Quindici anni senza Giorgio Lago: «Narrò un Nordest di eccellenze»

Venerdì 13 Marzo 2020
Giorgio Lago
«Mio padre poteva parlare di religione con Cacciari o con padre Turoldo, poteva discutere della terra veneta con Zanzotto, ma poi al bar o al mercato litigava in dialetto sulle partite della sera prima». È racchiusa in questi scampoli di memoria da parte del figlio Francesco una sintesi acuta della figura di Giorgio Lago, storico direttore del Gazzettino. A 15 anni dalla scomparsa, l'associazione Amici di Giorgio Lago si è fatta promotrice di un premio rivolto agli studenti liceali per scoprire nuovi talenti del giornalismo, ma ha anche completato l'archiviazione online di oltre 1500 articoli del giornalista (www.associazioneamicidigiorgiolago.it).

# # # # # # #

- _Compito breve_: Riprenda l'articolo dedicato a Giorgio Lago dopo l'ultima frase riportata e ne scriva il seguito. Le righe che seguono non hanno alcun legame con l'articolo.

- _Estratto del dataset_:
# # # # # # #

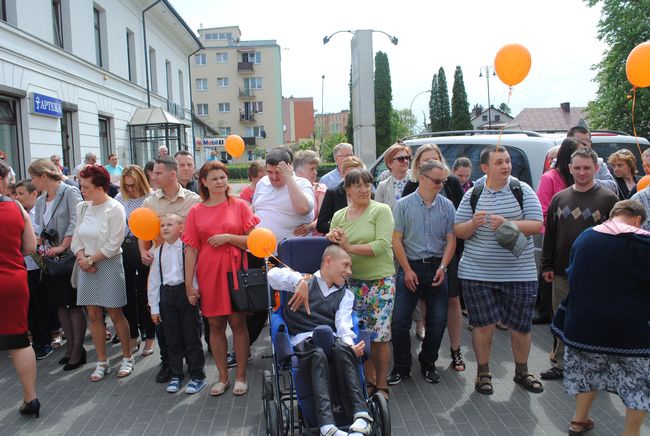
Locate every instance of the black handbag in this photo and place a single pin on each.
(248, 289)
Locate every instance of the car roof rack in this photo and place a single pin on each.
(473, 133)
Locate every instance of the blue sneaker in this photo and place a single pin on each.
(195, 386)
(174, 385)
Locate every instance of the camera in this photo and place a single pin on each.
(49, 235)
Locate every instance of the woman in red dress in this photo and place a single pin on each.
(215, 235)
(18, 240)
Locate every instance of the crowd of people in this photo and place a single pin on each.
(427, 245)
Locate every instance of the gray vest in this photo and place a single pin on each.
(323, 310)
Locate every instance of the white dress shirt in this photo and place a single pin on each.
(285, 279)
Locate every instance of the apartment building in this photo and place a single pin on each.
(236, 89)
(76, 76)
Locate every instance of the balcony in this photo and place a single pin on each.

# # # # # # #

- _Risposta_:
Francesco Lago, come è cambiato il Nordest da quando il direttore ne scriveva dalle colonne di questo giornale?
«Con Francesco Jori mi sono occupato di raccogliere tutti gli articoli di mio padre e, rileggendoli, ci si rende conto di quanto siano purtroppo molto attuali, nel senso che è successo di tutto, ma in fondo non è cambiato nulla».
Cosa significa?
«Nel 2004 scriveva dei facili becchini del Nordest o che il Nordest non è l'Eden, ma si può applicare la riflessione al presente. Il Nordest è cambiato, non realizza più i fatturati di allora, ma è sempre una terra di eccellenze. E poi c'è il tema dell'autonomia che rimane al palo. Ci sono articoli o editoriali che potrebbero esser scritti oggi: nessuna rivoluzione, sono solo cambiati gli attori sulla scena politica».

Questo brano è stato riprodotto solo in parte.